+++ EXTRACTED DATA +++
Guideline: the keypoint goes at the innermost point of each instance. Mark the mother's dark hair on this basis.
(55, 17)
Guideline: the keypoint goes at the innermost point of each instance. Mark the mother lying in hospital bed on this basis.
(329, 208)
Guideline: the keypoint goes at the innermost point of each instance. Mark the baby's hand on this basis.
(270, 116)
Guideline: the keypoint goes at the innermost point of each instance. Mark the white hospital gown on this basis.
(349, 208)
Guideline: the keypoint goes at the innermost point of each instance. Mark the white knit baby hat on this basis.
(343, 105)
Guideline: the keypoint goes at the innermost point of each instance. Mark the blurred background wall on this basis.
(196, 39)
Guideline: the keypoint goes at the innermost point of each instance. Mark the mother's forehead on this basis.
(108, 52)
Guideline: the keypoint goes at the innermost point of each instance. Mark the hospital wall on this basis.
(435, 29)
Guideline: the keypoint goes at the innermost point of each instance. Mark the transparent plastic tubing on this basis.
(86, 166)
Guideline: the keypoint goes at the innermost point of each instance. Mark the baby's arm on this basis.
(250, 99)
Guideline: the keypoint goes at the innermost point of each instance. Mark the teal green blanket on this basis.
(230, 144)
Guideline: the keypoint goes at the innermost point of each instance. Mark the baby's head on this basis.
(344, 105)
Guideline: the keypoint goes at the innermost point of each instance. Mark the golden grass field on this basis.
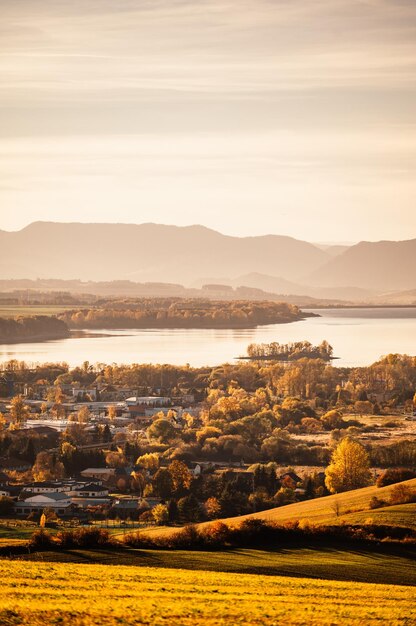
(40, 594)
(353, 506)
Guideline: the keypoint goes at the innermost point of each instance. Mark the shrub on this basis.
(402, 494)
(216, 534)
(84, 538)
(377, 503)
(40, 540)
(187, 538)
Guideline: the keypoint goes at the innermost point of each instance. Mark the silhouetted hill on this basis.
(148, 252)
(384, 265)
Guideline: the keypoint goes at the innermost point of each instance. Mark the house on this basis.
(44, 487)
(86, 502)
(89, 490)
(138, 405)
(104, 474)
(60, 503)
(12, 464)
+++
- SHORT EXERCISE
Shift every coordinate in the answers by adding 46 to each number, and write out again the part that opens with the line containing "shrub on this basis." and closes with the last line, requests included.

- TASK SOLUTION
Guideline: the keypoint goes at the innermost point of each instance. Mark the shrub on this basis.
(448, 540)
(262, 580)
(130, 584)
(423, 549)
(86, 586)
(233, 584)
Guideline: the keypoint goes at the innermost point of each instance. Mark the silhouetted hill on this basis.
(194, 298)
(430, 311)
Guideline: the keypoint goes at the innermost point of each instance. Mark the house on this basis.
(90, 533)
(132, 548)
(135, 536)
(184, 451)
(150, 520)
(106, 549)
(58, 510)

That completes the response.